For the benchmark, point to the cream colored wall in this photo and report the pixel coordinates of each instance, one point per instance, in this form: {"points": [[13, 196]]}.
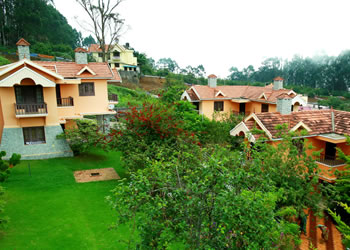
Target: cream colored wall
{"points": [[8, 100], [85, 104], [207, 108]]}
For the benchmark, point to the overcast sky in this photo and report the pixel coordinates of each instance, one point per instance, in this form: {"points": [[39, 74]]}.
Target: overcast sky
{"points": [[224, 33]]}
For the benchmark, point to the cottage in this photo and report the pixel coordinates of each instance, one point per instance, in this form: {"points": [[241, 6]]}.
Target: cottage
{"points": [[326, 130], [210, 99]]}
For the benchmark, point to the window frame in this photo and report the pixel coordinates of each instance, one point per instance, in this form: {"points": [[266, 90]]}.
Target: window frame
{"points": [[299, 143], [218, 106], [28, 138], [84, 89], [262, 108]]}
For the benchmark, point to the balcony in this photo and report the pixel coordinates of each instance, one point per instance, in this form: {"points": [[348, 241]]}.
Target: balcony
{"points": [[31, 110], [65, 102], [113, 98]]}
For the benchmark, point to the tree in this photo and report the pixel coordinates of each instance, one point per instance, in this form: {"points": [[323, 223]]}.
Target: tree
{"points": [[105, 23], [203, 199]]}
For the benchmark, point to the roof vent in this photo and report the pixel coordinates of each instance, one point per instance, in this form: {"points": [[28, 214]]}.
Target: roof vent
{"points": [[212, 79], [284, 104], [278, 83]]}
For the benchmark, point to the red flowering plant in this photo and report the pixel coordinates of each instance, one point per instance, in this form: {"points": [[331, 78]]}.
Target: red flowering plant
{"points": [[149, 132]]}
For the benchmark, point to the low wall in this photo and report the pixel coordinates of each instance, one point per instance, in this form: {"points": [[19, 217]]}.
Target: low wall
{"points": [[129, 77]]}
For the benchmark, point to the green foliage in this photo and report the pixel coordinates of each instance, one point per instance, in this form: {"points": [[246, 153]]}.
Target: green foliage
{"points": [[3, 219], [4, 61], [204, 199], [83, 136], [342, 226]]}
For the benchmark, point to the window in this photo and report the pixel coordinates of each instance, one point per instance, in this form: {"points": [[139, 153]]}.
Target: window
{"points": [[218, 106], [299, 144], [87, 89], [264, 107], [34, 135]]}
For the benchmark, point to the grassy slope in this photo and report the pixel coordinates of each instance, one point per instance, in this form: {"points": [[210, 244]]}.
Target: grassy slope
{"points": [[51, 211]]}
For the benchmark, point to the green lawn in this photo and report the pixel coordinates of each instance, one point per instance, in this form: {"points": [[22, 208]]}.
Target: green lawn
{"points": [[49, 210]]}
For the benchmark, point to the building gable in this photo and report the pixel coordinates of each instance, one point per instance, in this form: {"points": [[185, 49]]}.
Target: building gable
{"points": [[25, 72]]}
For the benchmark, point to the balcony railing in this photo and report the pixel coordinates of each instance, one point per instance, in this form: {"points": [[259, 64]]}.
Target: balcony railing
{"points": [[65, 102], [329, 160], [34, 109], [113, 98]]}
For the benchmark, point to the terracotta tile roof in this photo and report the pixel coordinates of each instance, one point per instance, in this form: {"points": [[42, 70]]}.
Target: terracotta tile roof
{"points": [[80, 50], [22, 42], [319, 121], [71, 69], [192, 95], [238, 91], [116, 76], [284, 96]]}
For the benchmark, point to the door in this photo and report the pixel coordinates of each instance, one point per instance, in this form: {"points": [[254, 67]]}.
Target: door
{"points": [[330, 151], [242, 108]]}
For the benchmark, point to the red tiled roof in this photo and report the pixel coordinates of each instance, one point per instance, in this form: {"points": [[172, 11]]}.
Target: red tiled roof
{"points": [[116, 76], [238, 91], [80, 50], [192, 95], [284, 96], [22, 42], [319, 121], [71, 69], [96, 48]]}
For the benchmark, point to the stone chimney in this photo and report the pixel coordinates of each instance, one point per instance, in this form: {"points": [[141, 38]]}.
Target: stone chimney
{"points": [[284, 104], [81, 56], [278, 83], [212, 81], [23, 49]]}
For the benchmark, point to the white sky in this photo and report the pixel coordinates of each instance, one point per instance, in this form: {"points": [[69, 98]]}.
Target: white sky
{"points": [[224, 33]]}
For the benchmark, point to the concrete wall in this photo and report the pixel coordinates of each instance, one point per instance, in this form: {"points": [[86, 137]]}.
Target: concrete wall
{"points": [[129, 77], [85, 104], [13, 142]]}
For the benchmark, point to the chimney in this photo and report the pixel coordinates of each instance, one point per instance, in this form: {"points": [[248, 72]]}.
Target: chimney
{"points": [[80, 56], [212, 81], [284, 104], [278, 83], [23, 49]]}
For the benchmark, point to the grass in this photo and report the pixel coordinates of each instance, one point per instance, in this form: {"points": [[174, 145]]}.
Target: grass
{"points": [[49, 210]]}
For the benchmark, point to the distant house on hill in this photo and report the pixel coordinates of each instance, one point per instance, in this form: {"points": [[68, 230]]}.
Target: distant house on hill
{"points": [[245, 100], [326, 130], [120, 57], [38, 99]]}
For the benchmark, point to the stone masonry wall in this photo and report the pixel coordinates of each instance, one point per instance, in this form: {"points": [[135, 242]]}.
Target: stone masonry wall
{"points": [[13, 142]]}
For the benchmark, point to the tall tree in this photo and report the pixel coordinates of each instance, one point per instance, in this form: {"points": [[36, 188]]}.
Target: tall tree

EXERCISE: Can you repeat, word for word, the lines of the records from the one containing "For the benchmark, point to the stone masonry" up to and including the final line?

RIGHT ANSWER:
For the benchmark, point to the stone masonry wall in this photo and report the pixel coordinates of each instance, one point per instance, in this form: {"points": [[135, 242]]}.
Target: stone masonry wall
{"points": [[13, 142]]}
For the benchmark, point to the tall tree in this photo and report the pixel coordinates of each instance, one point per instance, in this form: {"points": [[36, 188]]}.
Target: tall tree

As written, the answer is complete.